Rewrite the data below with every "marker" changed to "pin", keeping all else as it is.

#### [Dataset excerpts]
'''

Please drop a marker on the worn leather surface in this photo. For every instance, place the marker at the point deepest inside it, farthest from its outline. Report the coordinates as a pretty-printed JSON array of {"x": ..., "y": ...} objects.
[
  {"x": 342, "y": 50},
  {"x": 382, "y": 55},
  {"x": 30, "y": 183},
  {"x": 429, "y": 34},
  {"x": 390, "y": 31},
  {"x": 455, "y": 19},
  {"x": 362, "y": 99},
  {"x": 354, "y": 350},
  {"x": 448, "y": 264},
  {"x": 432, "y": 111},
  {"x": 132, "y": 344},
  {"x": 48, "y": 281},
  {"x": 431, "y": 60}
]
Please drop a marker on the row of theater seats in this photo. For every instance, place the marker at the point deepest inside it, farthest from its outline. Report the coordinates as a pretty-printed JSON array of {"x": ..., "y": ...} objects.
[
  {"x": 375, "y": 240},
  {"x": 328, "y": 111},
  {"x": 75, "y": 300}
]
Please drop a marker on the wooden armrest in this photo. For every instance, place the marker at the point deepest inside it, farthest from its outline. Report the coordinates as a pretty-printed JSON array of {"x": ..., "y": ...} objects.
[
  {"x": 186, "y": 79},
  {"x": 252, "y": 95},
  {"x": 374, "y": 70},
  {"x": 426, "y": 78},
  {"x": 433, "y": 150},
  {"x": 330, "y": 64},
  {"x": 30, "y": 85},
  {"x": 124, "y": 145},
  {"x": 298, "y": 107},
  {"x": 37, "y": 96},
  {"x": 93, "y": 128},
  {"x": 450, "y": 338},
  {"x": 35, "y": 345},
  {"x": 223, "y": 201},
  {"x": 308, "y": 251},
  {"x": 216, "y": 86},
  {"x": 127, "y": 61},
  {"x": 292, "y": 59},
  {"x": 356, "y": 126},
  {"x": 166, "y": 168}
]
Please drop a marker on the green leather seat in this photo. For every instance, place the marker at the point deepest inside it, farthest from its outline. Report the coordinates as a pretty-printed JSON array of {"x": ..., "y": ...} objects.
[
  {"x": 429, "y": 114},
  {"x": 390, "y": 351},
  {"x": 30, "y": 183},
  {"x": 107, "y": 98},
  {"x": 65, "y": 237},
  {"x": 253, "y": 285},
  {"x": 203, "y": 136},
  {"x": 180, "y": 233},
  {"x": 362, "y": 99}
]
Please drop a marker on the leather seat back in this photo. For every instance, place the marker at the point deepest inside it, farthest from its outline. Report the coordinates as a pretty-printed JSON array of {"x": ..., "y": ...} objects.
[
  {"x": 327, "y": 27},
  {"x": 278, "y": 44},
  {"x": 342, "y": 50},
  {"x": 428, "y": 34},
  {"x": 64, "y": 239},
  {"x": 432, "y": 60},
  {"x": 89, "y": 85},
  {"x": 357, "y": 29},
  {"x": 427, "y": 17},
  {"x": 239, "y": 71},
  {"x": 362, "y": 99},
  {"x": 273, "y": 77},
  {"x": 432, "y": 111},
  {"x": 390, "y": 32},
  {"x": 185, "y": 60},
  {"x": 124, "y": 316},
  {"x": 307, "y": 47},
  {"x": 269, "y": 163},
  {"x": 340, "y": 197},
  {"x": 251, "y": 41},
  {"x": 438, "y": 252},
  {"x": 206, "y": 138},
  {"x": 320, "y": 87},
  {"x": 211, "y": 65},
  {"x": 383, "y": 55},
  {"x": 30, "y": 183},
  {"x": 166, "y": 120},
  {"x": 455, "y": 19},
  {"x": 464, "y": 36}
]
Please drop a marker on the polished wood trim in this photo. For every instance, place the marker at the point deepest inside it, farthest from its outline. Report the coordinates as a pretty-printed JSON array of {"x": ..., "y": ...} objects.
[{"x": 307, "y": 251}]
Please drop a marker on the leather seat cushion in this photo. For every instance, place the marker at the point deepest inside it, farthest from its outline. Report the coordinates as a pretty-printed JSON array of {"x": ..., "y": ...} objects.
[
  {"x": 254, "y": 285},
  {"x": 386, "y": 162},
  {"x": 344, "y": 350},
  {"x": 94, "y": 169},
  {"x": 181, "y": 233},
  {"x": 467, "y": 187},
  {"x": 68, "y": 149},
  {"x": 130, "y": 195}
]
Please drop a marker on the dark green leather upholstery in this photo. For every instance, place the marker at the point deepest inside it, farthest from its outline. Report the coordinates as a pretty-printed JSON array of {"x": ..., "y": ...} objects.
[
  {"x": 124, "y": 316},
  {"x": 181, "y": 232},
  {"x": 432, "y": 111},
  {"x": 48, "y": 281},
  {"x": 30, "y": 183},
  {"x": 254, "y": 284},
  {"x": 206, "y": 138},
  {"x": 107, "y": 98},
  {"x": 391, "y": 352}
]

'''

#### [In response]
Please drop a pin on the worn leather surface in this photo. For every instance, place the pin at the point deepest inside it, farthest from its outline. Report the coordinates as a pretty-printed JSON array of {"x": ..., "y": ...} objects.
[
  {"x": 342, "y": 50},
  {"x": 382, "y": 55},
  {"x": 30, "y": 183},
  {"x": 429, "y": 34},
  {"x": 390, "y": 31},
  {"x": 455, "y": 19},
  {"x": 362, "y": 99},
  {"x": 354, "y": 350},
  {"x": 448, "y": 264},
  {"x": 432, "y": 111},
  {"x": 132, "y": 344},
  {"x": 48, "y": 281},
  {"x": 431, "y": 60}
]
Please drop a pin on the row of theater seats in this photo. For every instance, place the pin at the point deepest inside it, farthest from its outline. Report the coordinates as a pretty-printed JSON array of {"x": ..., "y": ...} objects.
[
  {"x": 375, "y": 240},
  {"x": 328, "y": 111},
  {"x": 75, "y": 300}
]
Please drop a pin on the wooden armrest in this photo. For every instance, place the pin at the point deepest inside it, farthest from its outline. Report the coordinates as a pretty-printed JSON array of {"x": ..., "y": ...} objects.
[
  {"x": 186, "y": 79},
  {"x": 252, "y": 95},
  {"x": 374, "y": 70},
  {"x": 426, "y": 78},
  {"x": 433, "y": 150},
  {"x": 330, "y": 64},
  {"x": 30, "y": 85},
  {"x": 124, "y": 145},
  {"x": 298, "y": 107},
  {"x": 37, "y": 96},
  {"x": 93, "y": 128},
  {"x": 450, "y": 338},
  {"x": 35, "y": 345},
  {"x": 223, "y": 201},
  {"x": 308, "y": 251},
  {"x": 216, "y": 86},
  {"x": 127, "y": 61},
  {"x": 292, "y": 59},
  {"x": 356, "y": 126},
  {"x": 166, "y": 168}
]
Please drop a pin on the green leather seat in this photo. For every instance, place the pin at the point deepest inside it, farthest from its outline. Report the coordinates as a pretty-printed JSON array of {"x": ..., "y": ...} objects.
[
  {"x": 429, "y": 114},
  {"x": 390, "y": 351},
  {"x": 30, "y": 183},
  {"x": 107, "y": 98},
  {"x": 65, "y": 237},
  {"x": 253, "y": 285},
  {"x": 203, "y": 136},
  {"x": 180, "y": 233},
  {"x": 362, "y": 99}
]
Please drop a pin on the leather seat back in this photo. For every instance, place the pin at the point deepest inside it, farthest from its outline. Report the coordinates as a pretty-printed JSON array of {"x": ..., "y": ...} objects.
[
  {"x": 327, "y": 27},
  {"x": 278, "y": 44},
  {"x": 342, "y": 50},
  {"x": 428, "y": 34},
  {"x": 64, "y": 239},
  {"x": 432, "y": 60},
  {"x": 89, "y": 85},
  {"x": 357, "y": 29},
  {"x": 427, "y": 17},
  {"x": 239, "y": 71},
  {"x": 362, "y": 99},
  {"x": 273, "y": 77},
  {"x": 432, "y": 111},
  {"x": 390, "y": 32},
  {"x": 185, "y": 60},
  {"x": 124, "y": 316},
  {"x": 307, "y": 47},
  {"x": 269, "y": 163},
  {"x": 340, "y": 197},
  {"x": 251, "y": 41},
  {"x": 438, "y": 252},
  {"x": 206, "y": 138},
  {"x": 320, "y": 87},
  {"x": 211, "y": 65},
  {"x": 383, "y": 55},
  {"x": 30, "y": 183},
  {"x": 166, "y": 120},
  {"x": 455, "y": 19},
  {"x": 464, "y": 36}
]
Please drop a pin on the polished wood trim in this photo. For every instance, place the pin at the point deepest inside it, farthest from its outline. Report the coordinates as a pretty-printed JSON array of {"x": ..., "y": ...} objects.
[{"x": 307, "y": 251}]
Please drop a pin on the leather seat cushion in this photo. For every instance, place the pin at the point deepest inside it, farthest from its outline. Report the coordinates as a pretty-printed JSON array of {"x": ..., "y": ...} objects.
[
  {"x": 254, "y": 285},
  {"x": 386, "y": 162},
  {"x": 344, "y": 350},
  {"x": 94, "y": 169},
  {"x": 181, "y": 233},
  {"x": 467, "y": 187},
  {"x": 68, "y": 149},
  {"x": 130, "y": 195}
]
Please drop a pin on the dark green leather upholstery in this photo. For every instance, place the pin at the point deepest inside it, farthest from its outline. Report the coordinates as a pretty-printed JSON array of {"x": ..., "y": ...} objects.
[
  {"x": 124, "y": 316},
  {"x": 181, "y": 232},
  {"x": 432, "y": 111},
  {"x": 48, "y": 281},
  {"x": 30, "y": 183},
  {"x": 254, "y": 284},
  {"x": 206, "y": 138},
  {"x": 107, "y": 98},
  {"x": 391, "y": 352}
]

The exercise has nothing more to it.